* THE REQUEST *
Please pull out every line of the listing below that contains the word "windshield".

++++ DATA PROVIDED

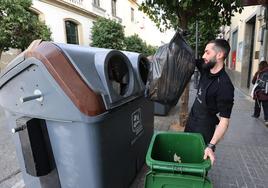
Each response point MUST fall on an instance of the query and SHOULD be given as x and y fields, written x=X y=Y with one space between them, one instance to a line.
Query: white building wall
x=54 y=18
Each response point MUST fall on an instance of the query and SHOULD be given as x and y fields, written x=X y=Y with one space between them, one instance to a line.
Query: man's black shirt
x=220 y=94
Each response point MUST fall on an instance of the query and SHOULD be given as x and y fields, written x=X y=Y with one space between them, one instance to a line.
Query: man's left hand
x=209 y=153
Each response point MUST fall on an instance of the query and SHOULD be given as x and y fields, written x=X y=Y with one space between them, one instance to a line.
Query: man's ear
x=220 y=55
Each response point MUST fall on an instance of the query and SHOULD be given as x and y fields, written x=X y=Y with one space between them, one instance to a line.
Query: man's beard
x=211 y=63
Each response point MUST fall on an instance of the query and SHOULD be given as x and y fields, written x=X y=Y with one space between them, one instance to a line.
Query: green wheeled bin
x=176 y=160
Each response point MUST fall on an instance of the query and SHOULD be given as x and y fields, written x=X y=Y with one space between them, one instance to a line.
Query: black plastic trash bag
x=171 y=69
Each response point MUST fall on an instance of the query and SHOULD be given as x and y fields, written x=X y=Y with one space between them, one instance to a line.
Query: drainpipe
x=265 y=38
x=196 y=74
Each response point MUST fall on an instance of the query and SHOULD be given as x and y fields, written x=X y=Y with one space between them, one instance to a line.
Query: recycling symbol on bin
x=136 y=121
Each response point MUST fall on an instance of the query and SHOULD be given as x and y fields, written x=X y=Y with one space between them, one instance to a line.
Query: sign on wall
x=240 y=52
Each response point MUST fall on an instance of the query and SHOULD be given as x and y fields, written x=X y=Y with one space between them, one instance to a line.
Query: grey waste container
x=141 y=65
x=79 y=116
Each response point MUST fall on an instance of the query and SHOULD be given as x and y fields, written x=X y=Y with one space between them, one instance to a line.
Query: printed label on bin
x=136 y=121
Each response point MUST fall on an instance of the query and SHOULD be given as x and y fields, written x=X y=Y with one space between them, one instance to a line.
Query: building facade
x=70 y=21
x=248 y=42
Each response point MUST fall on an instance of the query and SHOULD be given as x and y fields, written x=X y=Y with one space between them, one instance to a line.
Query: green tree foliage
x=19 y=26
x=107 y=33
x=173 y=13
x=135 y=44
x=183 y=14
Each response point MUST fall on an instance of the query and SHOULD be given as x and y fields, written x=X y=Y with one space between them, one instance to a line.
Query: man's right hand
x=209 y=153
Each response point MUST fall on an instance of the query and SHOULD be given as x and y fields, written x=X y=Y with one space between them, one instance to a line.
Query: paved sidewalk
x=242 y=156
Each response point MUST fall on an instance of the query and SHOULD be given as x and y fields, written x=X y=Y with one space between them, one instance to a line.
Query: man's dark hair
x=221 y=45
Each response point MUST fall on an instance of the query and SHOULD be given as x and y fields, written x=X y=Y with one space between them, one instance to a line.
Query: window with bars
x=71 y=32
x=114 y=7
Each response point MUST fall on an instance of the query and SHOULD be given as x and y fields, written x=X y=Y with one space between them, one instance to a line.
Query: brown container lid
x=59 y=66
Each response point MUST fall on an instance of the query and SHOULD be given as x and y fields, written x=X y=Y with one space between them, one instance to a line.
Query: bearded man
x=214 y=101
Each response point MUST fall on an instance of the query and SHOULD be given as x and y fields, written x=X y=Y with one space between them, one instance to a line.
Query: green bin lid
x=169 y=180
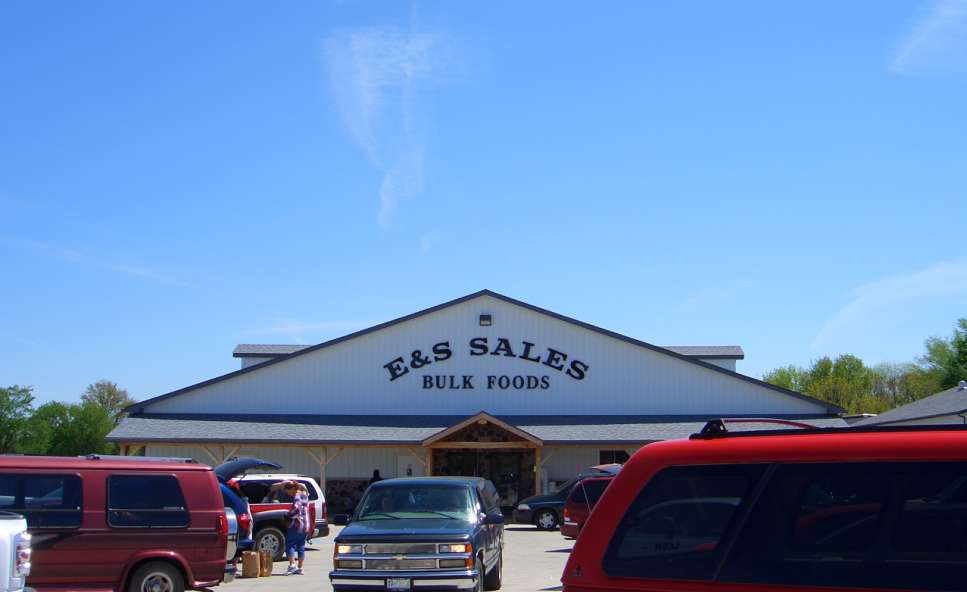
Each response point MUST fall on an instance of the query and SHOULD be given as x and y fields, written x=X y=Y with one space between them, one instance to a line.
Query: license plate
x=398 y=584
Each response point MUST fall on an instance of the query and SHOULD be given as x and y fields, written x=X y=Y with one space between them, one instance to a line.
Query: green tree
x=899 y=384
x=788 y=377
x=16 y=406
x=76 y=429
x=948 y=357
x=845 y=381
x=108 y=395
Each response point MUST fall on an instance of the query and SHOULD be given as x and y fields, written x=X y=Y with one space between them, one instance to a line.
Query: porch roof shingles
x=403 y=429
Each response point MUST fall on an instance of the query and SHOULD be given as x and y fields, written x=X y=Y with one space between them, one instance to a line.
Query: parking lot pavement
x=533 y=561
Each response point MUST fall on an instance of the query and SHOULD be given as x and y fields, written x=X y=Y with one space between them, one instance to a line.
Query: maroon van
x=119 y=523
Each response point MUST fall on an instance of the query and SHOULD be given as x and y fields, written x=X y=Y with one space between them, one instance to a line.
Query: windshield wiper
x=387 y=514
x=445 y=515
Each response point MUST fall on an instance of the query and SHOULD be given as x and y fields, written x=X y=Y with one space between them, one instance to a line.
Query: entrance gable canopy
x=483 y=418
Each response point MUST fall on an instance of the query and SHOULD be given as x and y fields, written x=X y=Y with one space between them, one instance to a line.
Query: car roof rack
x=716 y=428
x=139 y=458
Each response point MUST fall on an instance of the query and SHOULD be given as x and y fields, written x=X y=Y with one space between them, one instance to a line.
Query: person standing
x=299 y=525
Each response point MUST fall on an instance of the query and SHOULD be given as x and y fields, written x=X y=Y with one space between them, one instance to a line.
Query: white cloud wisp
x=374 y=76
x=937 y=43
x=875 y=299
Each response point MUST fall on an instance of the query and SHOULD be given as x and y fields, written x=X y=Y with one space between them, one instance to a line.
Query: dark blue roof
x=428 y=481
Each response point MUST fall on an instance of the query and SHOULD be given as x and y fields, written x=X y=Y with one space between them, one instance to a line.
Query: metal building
x=482 y=385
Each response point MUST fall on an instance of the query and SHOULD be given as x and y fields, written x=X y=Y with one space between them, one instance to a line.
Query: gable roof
x=952 y=401
x=139 y=407
x=707 y=352
x=275 y=429
x=484 y=417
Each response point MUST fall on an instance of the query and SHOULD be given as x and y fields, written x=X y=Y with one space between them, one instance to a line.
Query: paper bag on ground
x=250 y=564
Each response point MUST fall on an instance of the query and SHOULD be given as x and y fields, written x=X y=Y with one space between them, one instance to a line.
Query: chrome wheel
x=547 y=520
x=157 y=581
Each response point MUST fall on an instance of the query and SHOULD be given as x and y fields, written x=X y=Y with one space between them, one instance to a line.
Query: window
x=607 y=457
x=673 y=528
x=867 y=525
x=260 y=492
x=489 y=497
x=594 y=489
x=45 y=500
x=146 y=501
x=416 y=501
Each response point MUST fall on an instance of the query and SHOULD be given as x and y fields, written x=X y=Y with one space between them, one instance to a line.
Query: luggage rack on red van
x=139 y=458
x=716 y=428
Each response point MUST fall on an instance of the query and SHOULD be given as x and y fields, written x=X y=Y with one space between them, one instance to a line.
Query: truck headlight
x=349 y=549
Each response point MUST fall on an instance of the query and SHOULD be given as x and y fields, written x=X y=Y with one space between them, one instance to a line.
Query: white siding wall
x=943 y=420
x=352 y=463
x=349 y=377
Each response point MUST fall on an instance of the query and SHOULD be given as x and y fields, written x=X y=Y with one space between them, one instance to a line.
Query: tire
x=494 y=579
x=480 y=574
x=157 y=576
x=272 y=540
x=546 y=520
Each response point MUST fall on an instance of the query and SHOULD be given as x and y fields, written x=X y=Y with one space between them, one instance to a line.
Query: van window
x=673 y=528
x=146 y=501
x=864 y=525
x=46 y=501
x=259 y=492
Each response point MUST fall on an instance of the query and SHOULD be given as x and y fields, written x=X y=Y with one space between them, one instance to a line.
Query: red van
x=131 y=524
x=582 y=499
x=792 y=509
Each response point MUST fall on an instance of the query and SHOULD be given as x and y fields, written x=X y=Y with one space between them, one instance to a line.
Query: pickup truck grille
x=401 y=564
x=401 y=549
x=403 y=557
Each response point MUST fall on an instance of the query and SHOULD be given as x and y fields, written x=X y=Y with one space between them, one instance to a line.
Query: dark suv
x=443 y=533
x=546 y=511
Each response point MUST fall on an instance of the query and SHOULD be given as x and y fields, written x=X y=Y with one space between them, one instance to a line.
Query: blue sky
x=177 y=179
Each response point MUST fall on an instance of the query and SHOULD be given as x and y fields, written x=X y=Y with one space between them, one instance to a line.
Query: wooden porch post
x=538 y=489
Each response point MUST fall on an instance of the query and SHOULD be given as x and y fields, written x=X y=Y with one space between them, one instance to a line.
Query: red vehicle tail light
x=244 y=522
x=221 y=524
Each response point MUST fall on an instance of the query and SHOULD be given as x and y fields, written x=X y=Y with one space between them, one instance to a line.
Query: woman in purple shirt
x=299 y=526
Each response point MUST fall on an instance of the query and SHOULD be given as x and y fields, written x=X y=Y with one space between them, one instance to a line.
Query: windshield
x=563 y=489
x=416 y=501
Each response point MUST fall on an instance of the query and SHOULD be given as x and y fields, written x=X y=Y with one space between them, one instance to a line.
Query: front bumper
x=352 y=579
x=523 y=516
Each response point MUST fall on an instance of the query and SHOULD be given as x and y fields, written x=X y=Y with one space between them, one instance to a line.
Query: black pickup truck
x=429 y=533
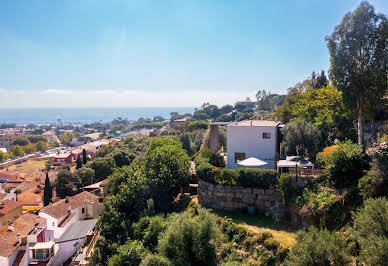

++++++++

* FULL SOLUTION *
Query: windshield wiper
Query: windshield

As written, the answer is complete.